STATED TASK A: In the anti-trust article, by what margin was the Northern Securities case decided?

The revolution has been digitised, how will anti-trust laws adapt?

This is the second chapter in a three-part series about the chances of US tech giants getting skewered by an anti-trust agenda. For the first chapter, please click here.

Apart from some fairly benign congressional hearings, America’s tech giants have faced minimal scrutiny at home. The European Union has been active, though, fining Alphabet €2.4bn in June for misusing the dominance of its Android operating system and now investigating Amazon’s possible misuse of data on sales made by its third-party merchants. What will it take for the US government to take aim at these behemoths?

Anti-trust law has never been a precise science, blowing hot and cold with the prevailing winds of time since it was first employed in the US in the late 1800s. It took the assassination of a protectionist president and the direct prodding of Teddy Roosevelt to get the US Department of Justice to bring its first successful case against the great trusts. Northern Securities, a holding company set up by John Pierpont Morgan and associates, had gained control of an array of railroads whose tracks spanned the northern half of the United States.

The battle, like so many great American tales, led all the way to the Supreme Court. In 1904, the shareholders of Northern Securities argued that Congress had no right to interfere in the buying or otherwise transferring of property. The nub of the debate was the tension between unfettered property rights and the public good. Looking back, it seems surprising that breaking up Northern Securities was decided with the slim margin of five to four.

[Rows from a pointing dataset]
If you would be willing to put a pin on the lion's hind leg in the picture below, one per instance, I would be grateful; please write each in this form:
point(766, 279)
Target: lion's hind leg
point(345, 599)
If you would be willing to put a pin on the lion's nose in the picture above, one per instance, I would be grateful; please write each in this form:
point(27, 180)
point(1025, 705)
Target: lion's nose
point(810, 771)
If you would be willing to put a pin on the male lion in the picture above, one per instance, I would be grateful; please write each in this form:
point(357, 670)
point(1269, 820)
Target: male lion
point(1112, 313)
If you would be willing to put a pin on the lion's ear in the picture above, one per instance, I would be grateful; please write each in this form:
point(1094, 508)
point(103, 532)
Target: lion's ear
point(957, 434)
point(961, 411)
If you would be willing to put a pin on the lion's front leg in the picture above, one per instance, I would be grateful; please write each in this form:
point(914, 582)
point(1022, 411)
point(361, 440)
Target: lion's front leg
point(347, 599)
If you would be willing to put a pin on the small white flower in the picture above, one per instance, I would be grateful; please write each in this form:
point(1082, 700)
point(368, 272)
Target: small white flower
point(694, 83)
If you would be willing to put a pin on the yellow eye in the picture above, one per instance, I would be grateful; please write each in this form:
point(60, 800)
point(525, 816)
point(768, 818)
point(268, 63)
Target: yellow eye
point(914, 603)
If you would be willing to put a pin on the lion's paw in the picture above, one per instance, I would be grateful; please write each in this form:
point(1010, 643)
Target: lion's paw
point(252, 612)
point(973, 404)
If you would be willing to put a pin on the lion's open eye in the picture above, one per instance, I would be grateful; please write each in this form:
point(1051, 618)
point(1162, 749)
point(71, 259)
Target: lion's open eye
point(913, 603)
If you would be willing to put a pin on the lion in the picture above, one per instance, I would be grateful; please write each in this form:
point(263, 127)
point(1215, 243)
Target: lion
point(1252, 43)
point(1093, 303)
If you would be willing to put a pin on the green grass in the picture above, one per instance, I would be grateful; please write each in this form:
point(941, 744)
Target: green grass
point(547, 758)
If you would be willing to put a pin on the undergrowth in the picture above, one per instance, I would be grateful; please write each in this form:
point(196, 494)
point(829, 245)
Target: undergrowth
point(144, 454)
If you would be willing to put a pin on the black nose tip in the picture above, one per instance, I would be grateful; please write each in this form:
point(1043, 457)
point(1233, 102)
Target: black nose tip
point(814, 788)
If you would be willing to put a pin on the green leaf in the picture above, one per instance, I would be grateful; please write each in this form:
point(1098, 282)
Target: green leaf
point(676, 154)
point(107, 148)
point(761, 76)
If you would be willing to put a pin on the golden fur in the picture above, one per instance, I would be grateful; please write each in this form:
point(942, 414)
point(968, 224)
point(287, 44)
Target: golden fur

STATED TASK B: Please copy the listing's lines without any changes, from the line with "on the undergrowth" up to and including the line with "point(814, 788)".

CORRECT ANSWER A: Five to four.

CORRECT ANSWER B:
If you would be willing to put a pin on the undergrowth in the picture above, one per instance, I would be grateful; please write each in this form:
point(196, 494)
point(829, 245)
Target: undergrowth
point(144, 454)
If you would be willing to put a pin on the black nose tip in the picture above, one per instance, I would be grateful; please write each in this form:
point(1043, 457)
point(1233, 102)
Target: black nose tip
point(814, 788)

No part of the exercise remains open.